- _Written problem_:
Rewrite the material from the line with "golf club grip;" to the line with "of the grandstand;", swapping "keypoint" for "marker" and leaving everything else the same.

- _Supplied records_:
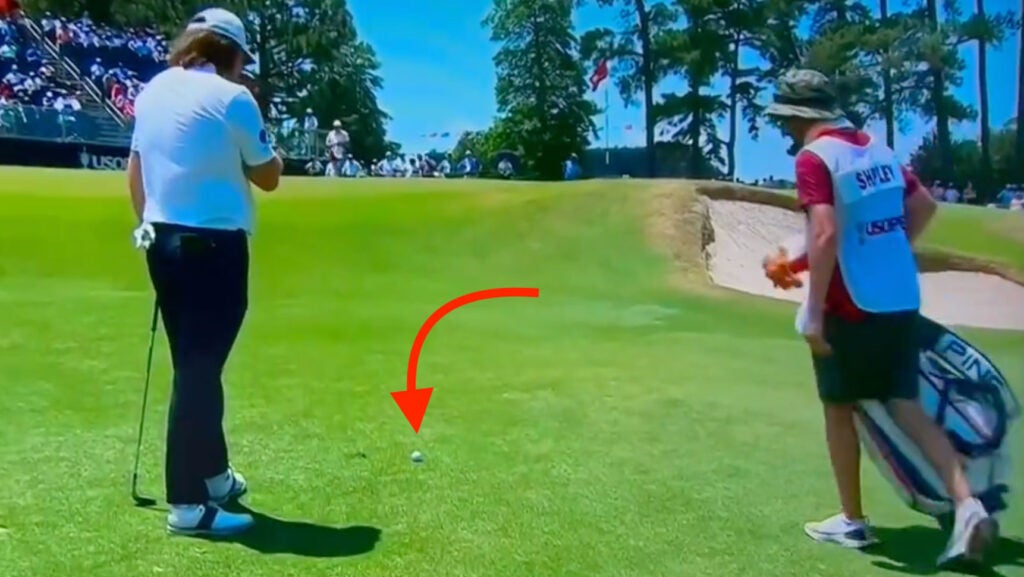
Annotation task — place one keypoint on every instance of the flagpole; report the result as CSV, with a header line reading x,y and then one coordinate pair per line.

---

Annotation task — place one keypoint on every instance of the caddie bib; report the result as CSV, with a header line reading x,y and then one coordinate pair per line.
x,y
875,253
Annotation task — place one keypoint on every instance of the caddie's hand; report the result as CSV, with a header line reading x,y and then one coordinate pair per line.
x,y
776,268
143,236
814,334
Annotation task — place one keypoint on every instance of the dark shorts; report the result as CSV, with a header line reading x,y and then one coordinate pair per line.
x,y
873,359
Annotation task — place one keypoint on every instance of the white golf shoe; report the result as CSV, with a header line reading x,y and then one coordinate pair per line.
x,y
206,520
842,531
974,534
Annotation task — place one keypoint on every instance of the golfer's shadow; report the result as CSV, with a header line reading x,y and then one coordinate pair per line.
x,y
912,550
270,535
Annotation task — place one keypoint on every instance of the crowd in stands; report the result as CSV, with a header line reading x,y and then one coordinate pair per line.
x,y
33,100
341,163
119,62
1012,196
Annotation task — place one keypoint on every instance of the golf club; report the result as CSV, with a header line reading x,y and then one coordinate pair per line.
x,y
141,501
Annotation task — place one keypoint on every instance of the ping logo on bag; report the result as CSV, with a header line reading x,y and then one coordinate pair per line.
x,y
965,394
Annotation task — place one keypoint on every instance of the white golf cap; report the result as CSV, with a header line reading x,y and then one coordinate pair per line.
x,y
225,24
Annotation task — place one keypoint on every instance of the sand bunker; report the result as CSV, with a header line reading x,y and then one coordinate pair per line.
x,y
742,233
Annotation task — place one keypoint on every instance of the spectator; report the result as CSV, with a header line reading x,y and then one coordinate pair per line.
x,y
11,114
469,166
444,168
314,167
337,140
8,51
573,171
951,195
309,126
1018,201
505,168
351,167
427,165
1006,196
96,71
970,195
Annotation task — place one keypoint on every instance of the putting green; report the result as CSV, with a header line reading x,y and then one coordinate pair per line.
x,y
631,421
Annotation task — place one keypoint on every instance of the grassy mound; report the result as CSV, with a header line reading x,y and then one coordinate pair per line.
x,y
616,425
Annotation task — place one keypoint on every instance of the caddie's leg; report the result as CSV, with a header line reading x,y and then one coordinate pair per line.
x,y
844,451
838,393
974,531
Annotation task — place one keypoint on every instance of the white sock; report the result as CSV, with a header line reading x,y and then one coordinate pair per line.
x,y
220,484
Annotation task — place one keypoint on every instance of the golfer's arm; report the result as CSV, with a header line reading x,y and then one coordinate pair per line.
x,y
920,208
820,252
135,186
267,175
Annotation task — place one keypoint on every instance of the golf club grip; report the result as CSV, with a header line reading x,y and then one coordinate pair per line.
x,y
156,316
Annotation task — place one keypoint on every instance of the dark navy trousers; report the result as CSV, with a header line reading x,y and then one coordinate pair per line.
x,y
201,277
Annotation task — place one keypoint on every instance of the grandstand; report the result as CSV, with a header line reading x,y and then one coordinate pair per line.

--

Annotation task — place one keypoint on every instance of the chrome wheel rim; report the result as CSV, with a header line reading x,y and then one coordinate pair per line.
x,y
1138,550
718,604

- _The response_:
Annotation task — place one marker on every instance of the golf club grip; report the result as CSV, with a header line reading x,y and then one coordinate pair per line.
x,y
156,316
Annotation task — place one marker on every instance of the dark navy trousers; report the result as CSV, with a header line reading x,y and then one coordinate pair per line.
x,y
201,277
Annotation task — place one marker on every instance of the grandstand; report the result as CSV, with a header line reading x,y and then one coordinate pair per line.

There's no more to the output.